TASK PROMPT:
Locate the line that contains "[locate] cardboard tube", then copy it and all later lines of the data below exactly, through the last one.

LISTED ENTRIES:
--

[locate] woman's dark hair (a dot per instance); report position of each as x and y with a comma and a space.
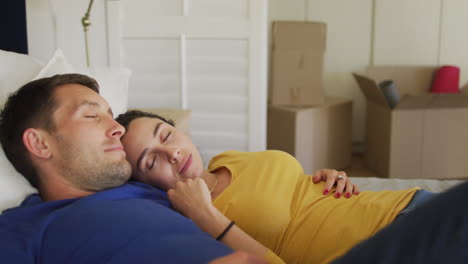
126, 118
32, 106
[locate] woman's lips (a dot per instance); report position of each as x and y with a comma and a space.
187, 164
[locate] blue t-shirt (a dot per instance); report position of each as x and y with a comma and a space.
128, 224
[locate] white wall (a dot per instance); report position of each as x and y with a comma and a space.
360, 33
64, 16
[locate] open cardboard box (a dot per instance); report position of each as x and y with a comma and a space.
319, 137
424, 136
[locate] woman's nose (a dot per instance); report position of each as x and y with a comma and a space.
174, 155
116, 130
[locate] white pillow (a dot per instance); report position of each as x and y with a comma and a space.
113, 82
13, 186
16, 70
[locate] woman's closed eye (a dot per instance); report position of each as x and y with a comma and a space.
167, 136
152, 162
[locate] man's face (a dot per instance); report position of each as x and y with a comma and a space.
86, 140
160, 154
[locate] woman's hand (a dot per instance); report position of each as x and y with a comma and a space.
192, 199
343, 185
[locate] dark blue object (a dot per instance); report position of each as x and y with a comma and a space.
13, 30
129, 224
435, 232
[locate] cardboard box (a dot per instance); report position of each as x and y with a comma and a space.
424, 136
297, 55
181, 117
319, 137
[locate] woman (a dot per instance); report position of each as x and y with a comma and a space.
266, 193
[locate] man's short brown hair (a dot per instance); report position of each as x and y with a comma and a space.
32, 106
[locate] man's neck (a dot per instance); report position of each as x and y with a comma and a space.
53, 190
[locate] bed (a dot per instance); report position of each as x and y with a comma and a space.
114, 87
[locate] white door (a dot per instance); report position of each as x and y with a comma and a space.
209, 56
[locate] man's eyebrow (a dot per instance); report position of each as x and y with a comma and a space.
146, 150
86, 103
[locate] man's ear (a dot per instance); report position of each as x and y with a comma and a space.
36, 143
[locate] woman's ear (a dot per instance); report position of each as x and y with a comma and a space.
35, 141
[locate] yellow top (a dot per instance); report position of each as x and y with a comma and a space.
272, 200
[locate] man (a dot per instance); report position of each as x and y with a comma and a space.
60, 134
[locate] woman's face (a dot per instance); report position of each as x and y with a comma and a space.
160, 154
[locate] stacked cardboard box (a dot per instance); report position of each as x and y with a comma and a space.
301, 120
424, 136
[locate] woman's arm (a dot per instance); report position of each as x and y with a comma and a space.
192, 199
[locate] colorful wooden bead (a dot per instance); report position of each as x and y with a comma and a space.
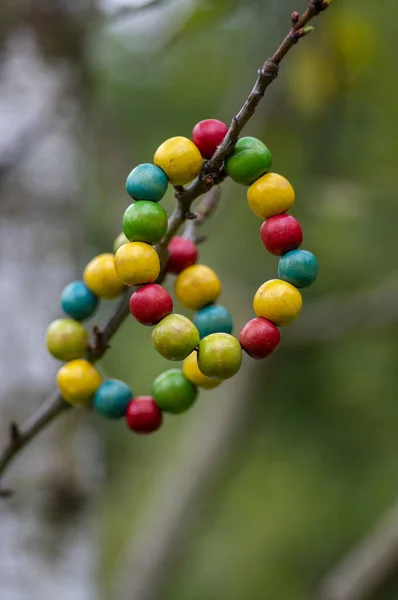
182, 254
101, 278
195, 376
207, 135
298, 267
277, 301
119, 241
213, 319
175, 337
78, 381
112, 398
143, 415
270, 195
180, 159
173, 393
78, 301
219, 356
137, 263
280, 234
249, 160
259, 338
197, 286
150, 304
147, 182
66, 339
144, 221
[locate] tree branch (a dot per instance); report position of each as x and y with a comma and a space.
212, 174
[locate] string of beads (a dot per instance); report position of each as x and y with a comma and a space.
205, 344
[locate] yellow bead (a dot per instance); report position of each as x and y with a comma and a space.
270, 195
197, 286
277, 301
78, 381
101, 278
194, 375
137, 262
180, 159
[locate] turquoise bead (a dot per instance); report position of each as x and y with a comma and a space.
213, 319
298, 267
147, 182
78, 301
112, 398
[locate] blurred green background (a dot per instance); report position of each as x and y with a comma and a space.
311, 458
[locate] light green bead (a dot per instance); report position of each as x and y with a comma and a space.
175, 337
219, 356
66, 339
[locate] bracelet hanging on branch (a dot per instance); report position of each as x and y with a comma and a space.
149, 250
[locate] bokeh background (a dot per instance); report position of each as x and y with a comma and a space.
270, 480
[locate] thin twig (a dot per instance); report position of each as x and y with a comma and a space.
205, 211
212, 174
55, 405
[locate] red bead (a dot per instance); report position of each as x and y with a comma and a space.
143, 415
207, 135
281, 234
182, 254
259, 338
150, 304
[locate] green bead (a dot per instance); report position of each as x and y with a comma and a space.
145, 221
219, 356
172, 392
66, 339
249, 160
175, 337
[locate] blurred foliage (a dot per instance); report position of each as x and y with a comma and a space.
318, 463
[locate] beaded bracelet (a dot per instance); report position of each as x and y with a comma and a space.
209, 351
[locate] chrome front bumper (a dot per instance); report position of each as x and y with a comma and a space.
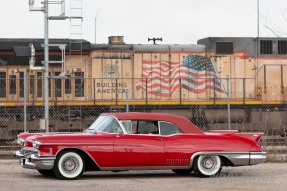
35, 162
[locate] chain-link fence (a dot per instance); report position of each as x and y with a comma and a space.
212, 104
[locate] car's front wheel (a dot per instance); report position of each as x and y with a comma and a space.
208, 165
69, 165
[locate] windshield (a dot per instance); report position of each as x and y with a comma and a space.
106, 124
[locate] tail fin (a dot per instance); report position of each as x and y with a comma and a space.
252, 136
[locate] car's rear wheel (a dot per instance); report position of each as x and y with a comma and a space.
69, 165
46, 172
182, 171
208, 165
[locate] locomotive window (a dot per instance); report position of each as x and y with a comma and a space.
224, 47
39, 84
12, 88
58, 86
32, 84
21, 84
2, 84
68, 86
79, 84
282, 46
266, 47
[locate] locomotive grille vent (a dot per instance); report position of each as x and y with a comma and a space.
224, 47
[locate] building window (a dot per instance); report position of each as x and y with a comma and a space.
31, 90
21, 84
282, 46
68, 86
2, 84
39, 84
224, 47
266, 46
79, 84
12, 84
58, 86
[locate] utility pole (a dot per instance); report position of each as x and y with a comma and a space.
46, 63
96, 25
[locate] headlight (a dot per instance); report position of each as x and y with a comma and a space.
20, 141
36, 144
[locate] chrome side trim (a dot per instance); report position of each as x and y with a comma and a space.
237, 158
143, 168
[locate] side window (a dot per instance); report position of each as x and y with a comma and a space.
148, 127
167, 128
112, 127
128, 126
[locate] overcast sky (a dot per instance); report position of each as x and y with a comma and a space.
176, 21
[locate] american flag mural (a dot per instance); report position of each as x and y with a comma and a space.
195, 73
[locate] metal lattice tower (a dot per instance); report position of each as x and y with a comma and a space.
76, 20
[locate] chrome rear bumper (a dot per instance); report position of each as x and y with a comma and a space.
238, 158
35, 162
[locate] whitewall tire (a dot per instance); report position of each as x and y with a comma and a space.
208, 165
69, 165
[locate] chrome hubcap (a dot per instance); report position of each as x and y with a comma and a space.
70, 165
208, 163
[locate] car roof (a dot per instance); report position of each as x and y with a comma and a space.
183, 123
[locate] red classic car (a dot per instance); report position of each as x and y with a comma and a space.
135, 141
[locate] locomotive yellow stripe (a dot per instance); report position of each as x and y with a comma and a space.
111, 103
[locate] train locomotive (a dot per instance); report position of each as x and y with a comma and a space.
197, 81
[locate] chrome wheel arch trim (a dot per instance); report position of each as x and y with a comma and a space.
236, 158
76, 148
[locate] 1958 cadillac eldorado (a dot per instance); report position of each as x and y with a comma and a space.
137, 141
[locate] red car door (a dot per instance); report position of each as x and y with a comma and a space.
135, 150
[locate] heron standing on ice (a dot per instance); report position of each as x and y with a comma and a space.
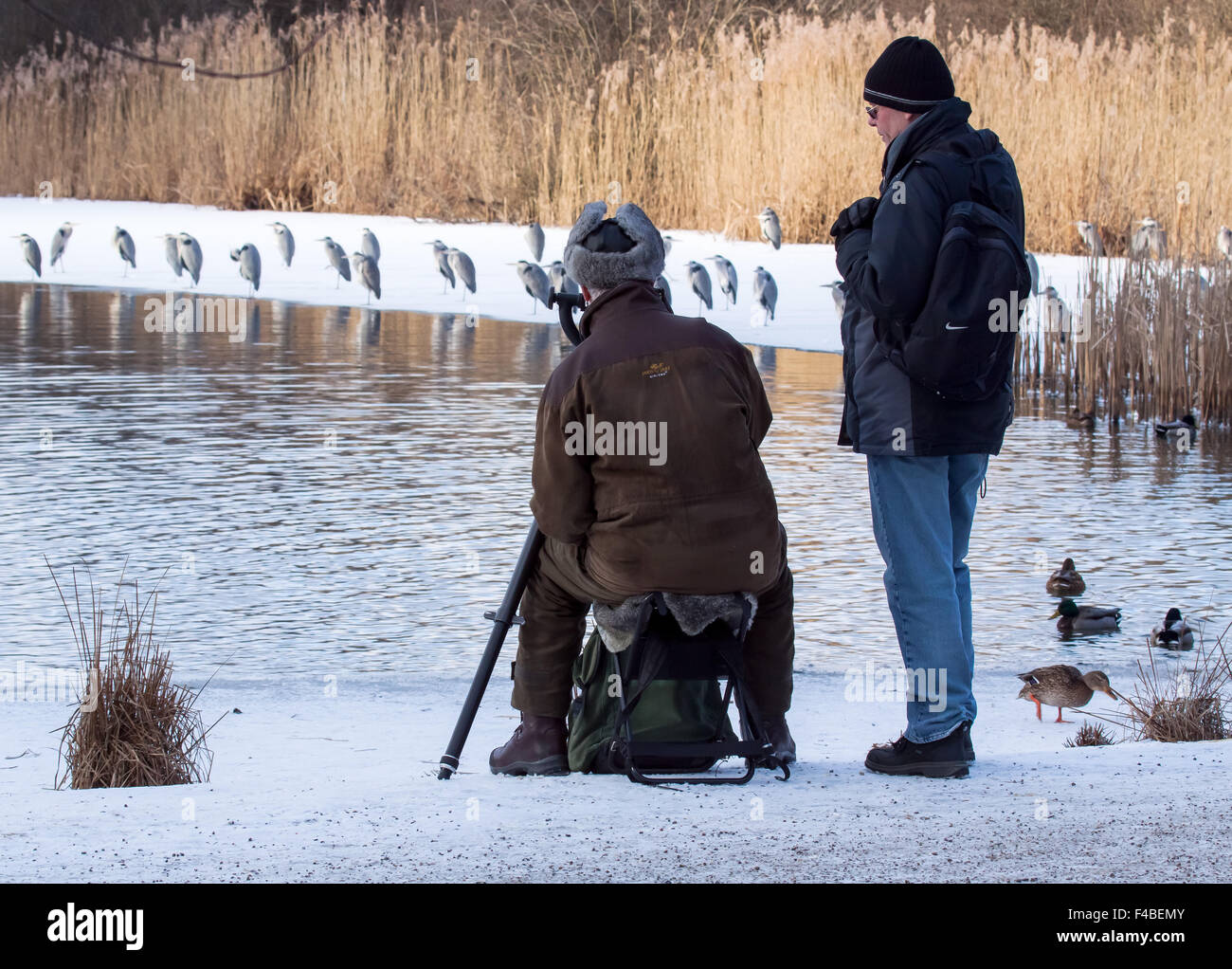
765, 294
770, 229
1091, 237
286, 242
369, 273
249, 265
126, 247
700, 280
534, 235
440, 250
370, 247
462, 265
60, 241
726, 279
534, 280
336, 255
33, 255
189, 250
1150, 239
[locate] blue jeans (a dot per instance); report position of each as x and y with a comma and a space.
922, 513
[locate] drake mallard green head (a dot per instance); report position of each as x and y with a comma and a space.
1075, 618
1066, 581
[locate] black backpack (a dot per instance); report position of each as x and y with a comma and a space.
961, 345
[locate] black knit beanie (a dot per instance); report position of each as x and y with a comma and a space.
911, 75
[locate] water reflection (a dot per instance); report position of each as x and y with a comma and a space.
346, 489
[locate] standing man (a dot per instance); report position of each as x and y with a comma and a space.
927, 454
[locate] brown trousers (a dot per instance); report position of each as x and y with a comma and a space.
558, 595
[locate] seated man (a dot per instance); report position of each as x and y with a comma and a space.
647, 477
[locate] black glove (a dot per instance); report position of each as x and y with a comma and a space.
857, 216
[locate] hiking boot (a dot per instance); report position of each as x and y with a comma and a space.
950, 756
538, 746
775, 730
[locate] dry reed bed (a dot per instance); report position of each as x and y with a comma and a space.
1158, 345
769, 114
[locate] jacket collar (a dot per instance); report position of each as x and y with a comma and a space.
944, 121
629, 298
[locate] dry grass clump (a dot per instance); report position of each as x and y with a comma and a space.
700, 112
1158, 344
1091, 735
1187, 703
134, 727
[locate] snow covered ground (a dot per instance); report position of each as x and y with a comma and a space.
806, 317
308, 787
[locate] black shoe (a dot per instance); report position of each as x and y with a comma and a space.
950, 756
775, 730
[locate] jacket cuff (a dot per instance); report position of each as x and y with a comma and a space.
849, 248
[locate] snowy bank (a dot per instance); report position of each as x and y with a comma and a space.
309, 787
806, 317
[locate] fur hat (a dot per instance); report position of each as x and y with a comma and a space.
604, 253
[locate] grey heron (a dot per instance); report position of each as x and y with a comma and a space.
838, 292
765, 292
126, 247
189, 250
369, 273
726, 279
33, 255
1033, 267
286, 241
336, 255
1149, 239
462, 265
561, 279
440, 250
249, 265
661, 283
534, 280
770, 229
370, 247
60, 239
1055, 313
534, 235
1091, 237
172, 250
700, 280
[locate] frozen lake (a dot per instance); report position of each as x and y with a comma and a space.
345, 491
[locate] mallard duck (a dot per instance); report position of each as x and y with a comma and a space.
1085, 618
1171, 632
1066, 581
1062, 686
1187, 424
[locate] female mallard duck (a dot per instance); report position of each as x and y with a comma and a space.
1173, 632
1066, 581
1085, 618
1062, 686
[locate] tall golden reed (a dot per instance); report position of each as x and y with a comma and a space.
393, 116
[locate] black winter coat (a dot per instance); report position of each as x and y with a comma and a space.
887, 270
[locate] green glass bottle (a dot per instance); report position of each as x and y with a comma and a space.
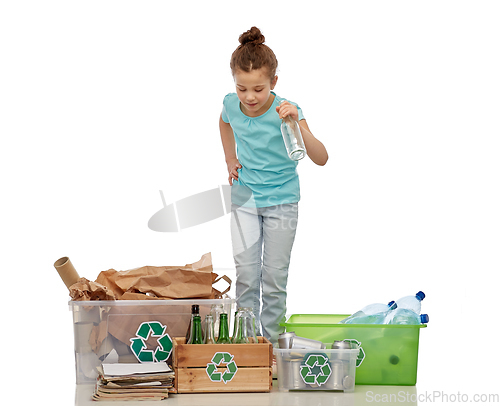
197, 336
223, 330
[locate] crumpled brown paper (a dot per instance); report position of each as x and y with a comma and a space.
84, 289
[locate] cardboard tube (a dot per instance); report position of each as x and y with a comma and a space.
66, 271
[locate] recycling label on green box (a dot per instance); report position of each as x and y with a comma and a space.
139, 347
219, 359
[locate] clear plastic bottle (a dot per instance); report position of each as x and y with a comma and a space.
209, 333
195, 311
406, 316
375, 313
223, 330
413, 303
245, 327
290, 130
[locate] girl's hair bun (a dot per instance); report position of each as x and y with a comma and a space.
252, 36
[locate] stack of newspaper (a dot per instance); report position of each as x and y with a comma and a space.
150, 381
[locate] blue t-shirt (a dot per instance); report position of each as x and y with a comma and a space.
267, 173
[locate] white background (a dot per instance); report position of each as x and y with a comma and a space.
105, 103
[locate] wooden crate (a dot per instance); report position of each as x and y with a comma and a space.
223, 367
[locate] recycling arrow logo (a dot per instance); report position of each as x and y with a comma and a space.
218, 359
316, 370
138, 343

--

ANSWER FOR THIS EXERCISE:
[locate] cardboard tube (a dot per instance); report position of each as x and y with a comma and a space.
66, 271
[locate] recycling label on green box (a dot per instance); report position of each as x and y with a comma and a space.
139, 347
219, 359
[locate] clear plastic bottle (a dot per instance); report position of each as x and y with a comma and a space.
209, 333
195, 311
406, 316
375, 313
223, 330
413, 303
245, 327
290, 130
[locate] girl's hair bun (a dot per instance); report position of each as x and y with a comma and a space.
252, 36
[locate] stack of newspaper (a dot per instance); report position of each as x and y with a comma and a space.
150, 381
[locate] blue t-shirt (a dot per instance); report position of each as x and y with a comma and a space.
267, 173
[locate] white background (a dot per instance); report position of each as x and y with a comma and a space.
105, 103
[locate] wooden crate (a dot per instance); report position of each as x and y with a comma and a space.
223, 367
[locate] recycling arrow logo (a dot per instance); report position of each as x and y with a comma and a space.
218, 359
316, 370
138, 343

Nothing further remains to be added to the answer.